- Excerpt -
-.-.-
Economists seem to enjoy tweeking conventional wisdom of certain subjects. I personally am happy to talk about the downside of “anti-price-gouging” laws following natural disasters and the inherent imbalance in regulations against insider trading. I will also, just to be cantankerous, argue that there were unrecognized public health benefits to Prohibition. However, even the most libertarian minded economists shy away from market solutions to some topics. One of those is the issue of organ transplants.
Nevertheless, regardless of how morally repulsive open markets for transplantable organs seem to me, we as a society stare at a massive imbalance between the demand and supply for healthy organs, which is a classic economic problem of scarcity. The scarcity is so great that direct “compensation schemes” to donors (few dare call them markets) are being actively debated (see the article by Wellington and Whitmire in the most recent Contemporary Economic Problems).
But I don’t want to get into the organ markets debate here (so please, no comments on organ markets). Instead, I would like to highlight two programs that can address some of the gains from alleviating that scarcity without being markets in the traditional sense. One of these was developed with the explicit and active participation of some excellent economists. The other is an illustration of new forms of community springing from the internet. While I believe that each of these institutions ought to pass most Christians moral evaluation, the biggest contributions that Christians can make is to make sure that their organs are available for transplant.
-.-.-
- Input data -
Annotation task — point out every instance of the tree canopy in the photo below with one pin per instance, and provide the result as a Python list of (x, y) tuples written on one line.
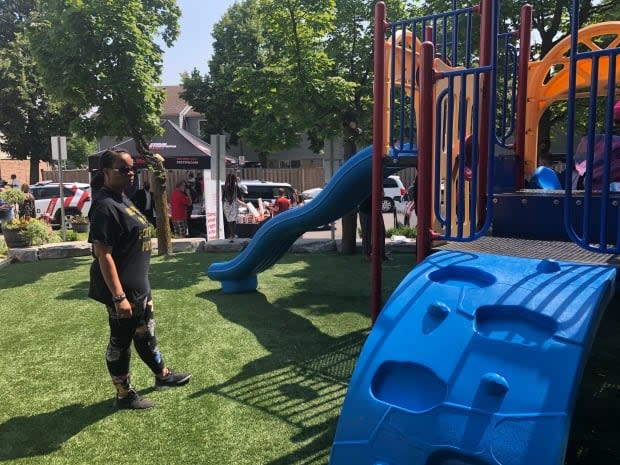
[(28, 114), (102, 55)]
-.-.-
- Your tasks -
(1) In the passage on organ transplants, which article does the writer cite for the debate over direct compensation schemes to donors?
(2) Copy the passage on organ transplants word for word, starting with "Nevertheless, regardless of" and going on through "Contemporary Economic Problems).".

- Solutions below -
(1) The article by Wellington and Whitmire in the most recent Contemporary Economic Problems.

(2)
Nevertheless, regardless of how morally repulsive open markets for transplantable organs seem to me, we as a society stare at a massive imbalance between the demand and supply for healthy organs, which is a classic economic problem of scarcity. The scarcity is so great that direct “compensation schemes” to donors (few dare call them markets) are being actively debated (see the article by Wellington and Whitmire in the most recent Contemporary Economic Problems).